**Assigned task:** Check every line of the records below for the string "wall" and copy the ones that have it.
** Opening Study material block **
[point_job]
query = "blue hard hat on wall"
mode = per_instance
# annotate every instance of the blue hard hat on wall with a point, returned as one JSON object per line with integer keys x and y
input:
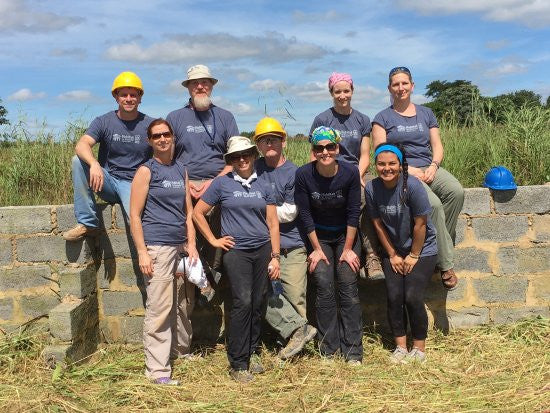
{"x": 499, "y": 178}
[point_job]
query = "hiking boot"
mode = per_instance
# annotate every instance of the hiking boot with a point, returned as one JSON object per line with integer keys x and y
{"x": 255, "y": 365}
{"x": 79, "y": 232}
{"x": 373, "y": 266}
{"x": 415, "y": 356}
{"x": 449, "y": 279}
{"x": 297, "y": 341}
{"x": 399, "y": 355}
{"x": 166, "y": 381}
{"x": 241, "y": 376}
** Closing Study material block **
**Written solution:**
query = "blue hard hat on wall"
# annotate every instance of the blue hard hat on wall with a point, returned as one JSON object per line with integer keys x and y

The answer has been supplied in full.